▶ [本文]:
··········

イ 原処分関係資料及び当審判所の調査によれば、次の事実が認められる。
(イ)被相続人は、平成3年8月30日にW社の代表取締役の地位を退き、同日以降死亡に至るまでは取締役の地位にあり、Lは、同月31日にW社の代表取締役に就任し、現在もその地位にある。
(ロ)W社の資本金は3,000,000円であり、出資1口当たりの券面額は1,000円である。(ハ)被相続人は、平成元年10月にW社から本件共同住宅の所有を目的として本件土地を借り受け、W社との間において、被相続人がW社に対して支払う地代は月額75,000円(年額900,000円)と約定し、同月から地代の支払を行っている。この地代の額は相続開始日現在も同額である。
(ニ)被相続人とW社との間における上記(ハ)の約定について契約書等の作成はされておらず、本件土地の賃貸借に際して権利金及び敷金の授受もされていない。
 また、被相続人及びW社は、原処分庁に対して本件土地の賃貸借に係る無償返還届出書を提出していない。
(ホ)被相続人は、本件土地及び本件隣接地の上に本件共同住宅を建築し貸付けの用に供していた。
(ヘ)本件共同住宅及び本件隣接地は、遺産分割協議によりLが取得している。

··········

▶ [抜粋データ]:
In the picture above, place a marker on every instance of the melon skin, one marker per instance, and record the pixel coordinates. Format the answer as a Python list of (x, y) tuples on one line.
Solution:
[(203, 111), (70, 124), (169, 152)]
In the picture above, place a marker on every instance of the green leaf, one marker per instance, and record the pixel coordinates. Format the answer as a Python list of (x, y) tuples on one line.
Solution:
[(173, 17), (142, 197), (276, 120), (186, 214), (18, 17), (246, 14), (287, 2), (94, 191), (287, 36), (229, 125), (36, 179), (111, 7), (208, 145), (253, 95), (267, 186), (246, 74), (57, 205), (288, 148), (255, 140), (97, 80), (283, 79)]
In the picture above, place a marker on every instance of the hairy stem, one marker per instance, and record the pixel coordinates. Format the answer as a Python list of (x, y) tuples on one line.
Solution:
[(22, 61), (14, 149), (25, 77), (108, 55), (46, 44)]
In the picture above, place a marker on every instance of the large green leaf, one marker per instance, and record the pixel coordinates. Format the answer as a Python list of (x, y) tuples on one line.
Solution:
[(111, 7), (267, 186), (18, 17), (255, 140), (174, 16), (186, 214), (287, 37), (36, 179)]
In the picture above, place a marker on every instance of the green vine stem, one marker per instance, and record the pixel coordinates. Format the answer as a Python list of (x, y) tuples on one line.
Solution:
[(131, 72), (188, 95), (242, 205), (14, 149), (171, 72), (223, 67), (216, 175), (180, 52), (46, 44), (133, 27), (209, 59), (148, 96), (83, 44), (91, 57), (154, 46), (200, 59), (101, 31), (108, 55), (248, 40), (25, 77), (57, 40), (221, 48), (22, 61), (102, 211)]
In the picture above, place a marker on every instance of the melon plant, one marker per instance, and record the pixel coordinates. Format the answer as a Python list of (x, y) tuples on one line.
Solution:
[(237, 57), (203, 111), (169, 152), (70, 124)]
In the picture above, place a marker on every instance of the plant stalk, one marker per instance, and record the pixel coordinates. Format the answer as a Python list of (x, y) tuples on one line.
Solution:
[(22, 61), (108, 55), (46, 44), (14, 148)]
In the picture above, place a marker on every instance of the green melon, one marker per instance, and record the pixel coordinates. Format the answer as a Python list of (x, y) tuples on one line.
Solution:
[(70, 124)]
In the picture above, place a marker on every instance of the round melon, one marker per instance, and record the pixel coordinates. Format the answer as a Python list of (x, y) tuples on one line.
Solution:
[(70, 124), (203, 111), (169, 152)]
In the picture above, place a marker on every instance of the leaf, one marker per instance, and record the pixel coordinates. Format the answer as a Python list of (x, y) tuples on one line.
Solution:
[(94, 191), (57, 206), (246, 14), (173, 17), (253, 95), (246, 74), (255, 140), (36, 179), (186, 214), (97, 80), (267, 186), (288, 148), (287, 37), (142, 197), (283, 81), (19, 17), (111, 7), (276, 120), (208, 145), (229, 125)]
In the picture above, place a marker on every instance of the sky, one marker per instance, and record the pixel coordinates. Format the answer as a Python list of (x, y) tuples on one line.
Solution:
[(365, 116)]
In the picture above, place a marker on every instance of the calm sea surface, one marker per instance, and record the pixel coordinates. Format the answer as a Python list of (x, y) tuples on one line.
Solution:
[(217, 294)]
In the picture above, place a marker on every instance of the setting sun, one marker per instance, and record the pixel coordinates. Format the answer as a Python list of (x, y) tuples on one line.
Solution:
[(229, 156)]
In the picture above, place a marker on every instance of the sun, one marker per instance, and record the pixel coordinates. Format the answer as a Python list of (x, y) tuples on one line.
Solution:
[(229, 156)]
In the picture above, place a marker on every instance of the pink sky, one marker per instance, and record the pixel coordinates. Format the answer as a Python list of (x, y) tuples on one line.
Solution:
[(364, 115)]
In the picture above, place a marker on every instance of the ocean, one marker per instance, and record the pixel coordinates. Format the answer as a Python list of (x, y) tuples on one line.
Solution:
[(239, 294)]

··········

▶ [依頼内容]: 本件土地の賃貸借をめぐる事実認定の文章を、最後の文の後から書き継いでください。

▶ [回答]:
(ト)別表4の番号1の建物は、平成元年1月に増築したものであるが、被相続人とW社は、それまで月額180,000円であった本件倉庫等の家賃を増築後は月額200,000円とした。この家賃の額は相続開始日現在も同額である。
(チ)被相続人とW社との間には、本件倉庫等の賃貸借に係る契約書等の作成はされておらず、権利金及び敷金の授受もされていない。
ロ 本件借地権、本件隣接地の価額及び本件出資の価額について、評価通達及び相当地代通達の定めに基づき評価することについては請求人ら及び原処分庁の間に争いはなく、当審判所においても、評価通達及び相当地代通達の定めに基づきこれらの財産を評価することを不相当とする事情は認められないので、以下、これらの財産の価額は、評価通達及び相当地代通達の定めに基づき評価する。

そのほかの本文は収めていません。